DOCUMENT SEGMENT -
Danish physician (1830–1916)

Harald Hirschsprung (14 December 1830, Copenhagen – 11 April 1916, Copenhagen) was a Danish physician who first described Hirschsprung's disease in 1886.

==Life and medical career==
Harald Hirschsprung was a native of Copenhagen, born to Jewish parents. Hirschsprung chose to become a doctor instead of joining his father's tobacco factory, A.M. Hirschsprung & Sønner. He passed his acceptance exam for university in 1848 and passed the Staatsexamen in 1855. He was interested in rare diseases affecting the gut throughout his life, and one such, atresia of the oesophagus and small bowel, was the subject of his doctoral thesis, presented in May 1861.

He became the first Danish pediatrician in 1870, when he was appointed to a hospital for neonates. In 1879, he was made the chief physician at Queen Louise's Children's Hospital, which opened in 1879. He was appointed a professor of pediatrics in 1891. Hirschsprung taught small classes on Sunday mornings between 9 and 11, to ensure that only truly dedicated students would come. He was not a great teacher, however, having problems with public speaking and a penchant for focusing on rare cases rather than those most beneficial to general practice.

Hirschsprung offered free health care for poor children while continuing to require patients with more means to pay. He also went against the wishes of the queen, the hospital's namesake, in his insistence that pictures of animals, rather than biblical texts, be placed above each child's bed.

INSTRUCTIONS -
**a)** According to the passage on Harald Hirschsprung, in what year was he appointed a professor of pediatrics?
**b)** Extract the portion of the passage on Harald Hirschsprung between "Harald Hirschsprung (14" and "disease in 1886.", inclusive.
The entries that come after this passage on Harald Hirschsprung have no connection to it.

EXTRACTED INFORMATION -
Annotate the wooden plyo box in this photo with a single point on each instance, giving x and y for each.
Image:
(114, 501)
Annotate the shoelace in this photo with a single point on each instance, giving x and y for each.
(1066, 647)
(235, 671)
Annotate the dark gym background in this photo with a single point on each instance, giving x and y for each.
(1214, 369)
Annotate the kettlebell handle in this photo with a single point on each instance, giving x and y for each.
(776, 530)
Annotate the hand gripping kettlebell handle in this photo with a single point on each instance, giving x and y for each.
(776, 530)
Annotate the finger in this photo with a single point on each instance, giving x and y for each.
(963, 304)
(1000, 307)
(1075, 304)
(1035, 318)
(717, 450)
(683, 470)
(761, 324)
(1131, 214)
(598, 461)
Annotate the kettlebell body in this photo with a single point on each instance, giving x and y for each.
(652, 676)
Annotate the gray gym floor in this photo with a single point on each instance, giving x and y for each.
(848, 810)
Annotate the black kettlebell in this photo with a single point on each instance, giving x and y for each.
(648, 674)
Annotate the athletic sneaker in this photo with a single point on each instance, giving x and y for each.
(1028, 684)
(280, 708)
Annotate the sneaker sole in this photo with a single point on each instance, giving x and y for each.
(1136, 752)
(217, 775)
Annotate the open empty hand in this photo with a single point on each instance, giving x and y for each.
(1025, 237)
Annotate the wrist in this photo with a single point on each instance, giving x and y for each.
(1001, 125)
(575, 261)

RESPONSES PER TASK -
**a)** 1891

**b)**
Harald Hirschsprung (14 December 1830, Copenhagen – 11 April 1916, Copenhagen) was a Danish physician who first described Hirschsprung's disease in 1886.